INPUT:
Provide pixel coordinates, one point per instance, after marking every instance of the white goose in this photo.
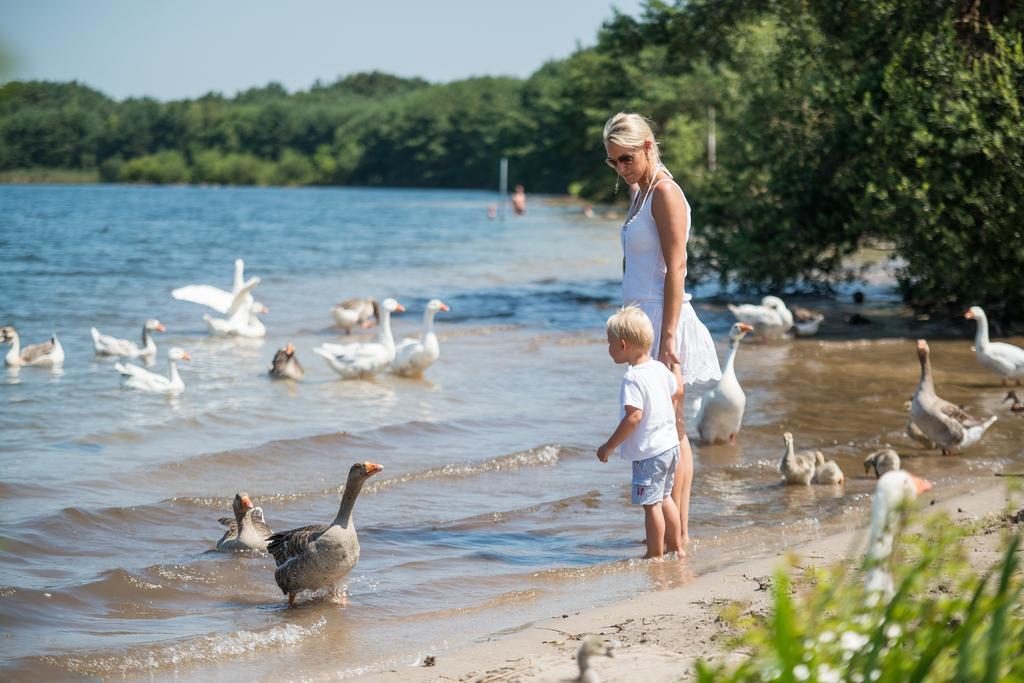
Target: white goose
(771, 319)
(45, 353)
(242, 319)
(1005, 359)
(108, 345)
(720, 412)
(364, 359)
(134, 377)
(212, 297)
(943, 423)
(412, 356)
(894, 492)
(350, 312)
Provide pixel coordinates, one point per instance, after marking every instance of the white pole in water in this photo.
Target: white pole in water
(503, 185)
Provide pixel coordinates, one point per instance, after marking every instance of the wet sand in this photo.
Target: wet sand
(660, 635)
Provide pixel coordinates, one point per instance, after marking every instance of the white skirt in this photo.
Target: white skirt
(694, 346)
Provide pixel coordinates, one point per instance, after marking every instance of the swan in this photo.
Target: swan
(771, 319)
(138, 378)
(212, 297)
(806, 322)
(826, 473)
(45, 353)
(286, 365)
(893, 493)
(720, 412)
(367, 358)
(1005, 359)
(414, 355)
(242, 319)
(350, 312)
(592, 646)
(944, 423)
(108, 345)
(882, 461)
(798, 467)
(248, 530)
(320, 555)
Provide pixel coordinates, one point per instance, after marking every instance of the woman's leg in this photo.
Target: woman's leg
(684, 472)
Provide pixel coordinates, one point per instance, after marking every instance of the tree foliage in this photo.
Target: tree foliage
(838, 126)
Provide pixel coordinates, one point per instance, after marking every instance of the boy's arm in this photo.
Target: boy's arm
(623, 431)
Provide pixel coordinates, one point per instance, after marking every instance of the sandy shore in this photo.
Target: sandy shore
(662, 634)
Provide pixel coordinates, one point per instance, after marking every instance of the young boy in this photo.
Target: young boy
(646, 435)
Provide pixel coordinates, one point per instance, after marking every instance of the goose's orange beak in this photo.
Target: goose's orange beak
(921, 484)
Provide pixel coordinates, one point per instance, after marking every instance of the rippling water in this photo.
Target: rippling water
(492, 510)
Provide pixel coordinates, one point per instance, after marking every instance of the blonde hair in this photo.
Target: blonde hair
(632, 130)
(632, 326)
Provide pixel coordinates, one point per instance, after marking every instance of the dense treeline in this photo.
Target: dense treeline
(838, 126)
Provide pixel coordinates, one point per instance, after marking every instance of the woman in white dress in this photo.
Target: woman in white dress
(653, 240)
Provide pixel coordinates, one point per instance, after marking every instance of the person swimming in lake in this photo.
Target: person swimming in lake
(653, 240)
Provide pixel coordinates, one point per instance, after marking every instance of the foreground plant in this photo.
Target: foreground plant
(945, 621)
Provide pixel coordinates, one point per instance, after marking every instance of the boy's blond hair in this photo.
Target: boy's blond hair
(632, 326)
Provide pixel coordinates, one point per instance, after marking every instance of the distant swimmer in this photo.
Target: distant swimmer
(519, 200)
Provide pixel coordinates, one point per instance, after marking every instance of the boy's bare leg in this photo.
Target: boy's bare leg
(654, 522)
(673, 532)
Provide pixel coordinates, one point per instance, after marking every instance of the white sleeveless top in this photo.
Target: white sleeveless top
(645, 268)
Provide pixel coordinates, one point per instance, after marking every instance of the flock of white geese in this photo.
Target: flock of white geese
(238, 314)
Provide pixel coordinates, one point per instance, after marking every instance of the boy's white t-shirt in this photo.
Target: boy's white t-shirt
(649, 386)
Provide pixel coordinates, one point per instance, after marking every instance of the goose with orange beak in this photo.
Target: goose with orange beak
(414, 355)
(363, 360)
(318, 556)
(720, 412)
(134, 377)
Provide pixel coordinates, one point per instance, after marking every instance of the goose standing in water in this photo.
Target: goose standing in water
(798, 468)
(248, 530)
(320, 555)
(826, 473)
(720, 412)
(360, 360)
(134, 377)
(882, 461)
(770, 321)
(1005, 359)
(45, 353)
(286, 365)
(414, 355)
(350, 312)
(242, 319)
(213, 297)
(943, 423)
(894, 491)
(108, 345)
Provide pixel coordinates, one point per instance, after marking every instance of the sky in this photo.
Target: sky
(184, 48)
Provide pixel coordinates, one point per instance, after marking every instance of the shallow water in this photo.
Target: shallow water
(492, 510)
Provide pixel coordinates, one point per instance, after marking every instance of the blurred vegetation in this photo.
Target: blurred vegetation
(946, 621)
(868, 123)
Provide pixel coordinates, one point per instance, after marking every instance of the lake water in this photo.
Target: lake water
(492, 511)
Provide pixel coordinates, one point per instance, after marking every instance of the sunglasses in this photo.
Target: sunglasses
(625, 160)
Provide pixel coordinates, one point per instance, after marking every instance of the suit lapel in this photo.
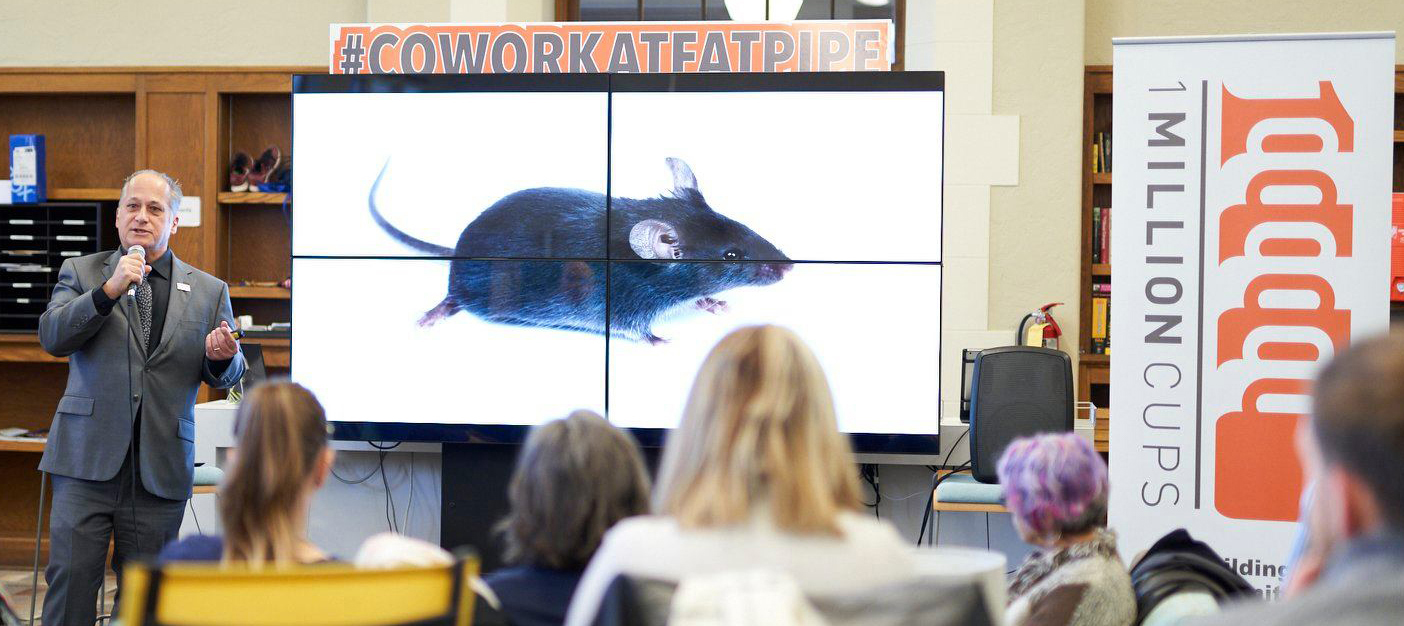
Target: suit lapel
(179, 299)
(120, 308)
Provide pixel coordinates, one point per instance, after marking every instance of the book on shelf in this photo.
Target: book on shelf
(1102, 153)
(1097, 235)
(1101, 306)
(1105, 251)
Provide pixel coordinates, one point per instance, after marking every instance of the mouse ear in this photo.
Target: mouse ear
(683, 178)
(654, 239)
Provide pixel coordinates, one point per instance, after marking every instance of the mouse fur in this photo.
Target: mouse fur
(538, 258)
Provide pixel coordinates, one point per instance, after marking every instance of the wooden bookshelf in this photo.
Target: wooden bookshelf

EXERCISE REQUIREMENTS: Restate word for word only the lines from the one with "vegetation in this photo." through the last line of the material, both included. Any picture should be left out.

WRITTEN ANSWER:
Provide pixel coordinates, one point per instance, after marking every instance of the blurred vegetation in this photo.
Target: blurred vegetation
(946, 621)
(868, 123)
Provide pixel coordinates, one point per instance, after marking every instance of the lake water in this photo.
Target: lake water
(492, 511)
Provide pixel coordinates, one point per instance, after marking every instance of the sunglasses in this photo.
Target: sunglasses
(625, 160)
Provide pixel coordinates, one point per instance, after marking every instance of the suit lapel in this photo.
Target: suit lapel
(179, 299)
(120, 308)
Provide pixel coordinates, one point per instance, after marking every instance of the book on shelf in this photo.
Target: book on shelf
(1102, 153)
(1097, 235)
(1101, 306)
(1105, 251)
Provide pixel coordinates, one point per instance, after marking every instance of the mouse ear in this photo.
Target: mouse ear
(683, 178)
(654, 239)
Provide pixel coordinates, one point per instance, after marking every instance of the mouse fur in this photo.
Target: mouse fur
(538, 258)
Provide pixel coordinates, one point per instance, after marking every instance of the wooden bookshelf in this photo.
Target: wooden bookshelf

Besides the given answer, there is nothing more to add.